Source
---+---
Rivers are so low and warm this summer that the province has suspended sport fishing in streams and rivers for southern Vancouver Island and the Gulf Islands.

Air Quality

• Health authorities say that Metro Vancouver’s air quality dipped close to levels found in major Chinese cities, such as Beijing, because of the forest fire smoke.

July 6th, 2015:
Beijing:                  144 μg/m3
Burnaby North:   112 μg/m3

Temperature

• The weekend of June 27th, 2015 saw 64 temperature records broken across British Columbia.


Standing Order 35


Below are the details of Standing Order 35 which was last used in 2008.

Adjournment on Matter of Urgent
Public Importance

Adjournment for special purposes.

35. (1) Leave to make a motion for the adjournment of the House, when made for the purpose of discussing a definite matter of urgent public importance, must be asked after the ordinary daily routine of business (Standing Order 25) has been concluded and before Orders of the Day are entered on.

Making statement.

(2) A Member wishing to move, “That this House do now adjourn” under this Standing Order, shall rise and state the matter briefly.

Written statement to Speaker.

(3) After the Member has stated the matter, he or she shall hand a written statement of the matter proposed to be discussed to the Speaker.

Decision.

(4) If the Speaker decides that the statement is in order and is of urgent public importance, he or she shall read the statement aloud and ask whether the Member has leave to move the motion. If objection is taken, the question of leave shall be decided on division without debate.

Speaker may defer decision.

(5) The Speaker may defer the decision upon whether or not the statement is in order and of urgent public importance. The proceedings of the House may be interrupted later for the purpose of announcing the decision.

Debate may be deferred.

(6) If leave has been obtained, the motion may stand over until 4.30 p.m. on that day, or the Speaker may direct that the motion be set down for consideration on the following sitting day at an hour specified by him or her.

[ (7) not in use as per Consequential Amendment – Motion passed February 10, 2004 ]

Motion on Friday.

(7) If leave has been obtained on any Friday, the motion shall stand over until 4.30 p.m. the next sitting day, unless the Speaker shall direct that the motion be set down for consideration later the same Friday.
---+---
Material
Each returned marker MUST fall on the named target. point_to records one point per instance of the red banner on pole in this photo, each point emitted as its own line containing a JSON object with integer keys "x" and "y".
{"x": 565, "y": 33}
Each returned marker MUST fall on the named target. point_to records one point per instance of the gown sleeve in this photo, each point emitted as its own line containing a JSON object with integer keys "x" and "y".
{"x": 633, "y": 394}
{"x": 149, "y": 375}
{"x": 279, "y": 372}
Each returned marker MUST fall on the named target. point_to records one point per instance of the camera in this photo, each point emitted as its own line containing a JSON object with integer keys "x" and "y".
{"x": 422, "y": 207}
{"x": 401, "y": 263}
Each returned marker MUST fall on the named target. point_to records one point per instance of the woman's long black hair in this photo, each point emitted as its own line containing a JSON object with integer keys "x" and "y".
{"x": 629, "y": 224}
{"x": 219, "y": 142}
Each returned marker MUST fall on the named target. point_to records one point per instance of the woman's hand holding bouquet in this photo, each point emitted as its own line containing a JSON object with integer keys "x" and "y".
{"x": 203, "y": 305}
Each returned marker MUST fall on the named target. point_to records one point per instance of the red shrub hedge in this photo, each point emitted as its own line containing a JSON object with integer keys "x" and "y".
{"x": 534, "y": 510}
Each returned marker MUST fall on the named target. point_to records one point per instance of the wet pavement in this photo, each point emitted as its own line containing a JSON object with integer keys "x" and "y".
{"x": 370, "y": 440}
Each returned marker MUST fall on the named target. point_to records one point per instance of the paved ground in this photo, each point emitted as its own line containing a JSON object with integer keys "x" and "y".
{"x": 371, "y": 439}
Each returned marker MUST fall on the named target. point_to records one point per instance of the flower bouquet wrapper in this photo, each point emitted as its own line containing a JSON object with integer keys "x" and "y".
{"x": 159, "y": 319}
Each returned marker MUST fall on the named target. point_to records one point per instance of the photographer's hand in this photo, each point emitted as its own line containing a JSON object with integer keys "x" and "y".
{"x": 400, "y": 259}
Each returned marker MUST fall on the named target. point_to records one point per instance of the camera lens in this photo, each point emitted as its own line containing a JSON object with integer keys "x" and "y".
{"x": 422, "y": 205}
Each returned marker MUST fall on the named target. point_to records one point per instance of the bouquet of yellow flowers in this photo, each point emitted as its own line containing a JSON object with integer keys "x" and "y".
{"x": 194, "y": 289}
---+---
Requests
**A.** List the short headings that stand before the numbered paragraphs of Standing Order 35 in the text.
**B.** Reproduce the records verbatim from the line containing "of the bouquet" down to the end of the records.
The text and the records have nothing to do with each other.

Final results
**A.**
Adjournment for special purposes.
Making statement.
Written statement to Speaker.
Decision.
Speaker may defer decision.
Debate may be deferred.
Motion on Friday.

**B.**
Each returned marker MUST fall on the named target. point_to records one point per instance of the bouquet of yellow flowers in this photo, each point emitted as its own line containing a JSON object with integer keys "x" and "y".
{"x": 194, "y": 289}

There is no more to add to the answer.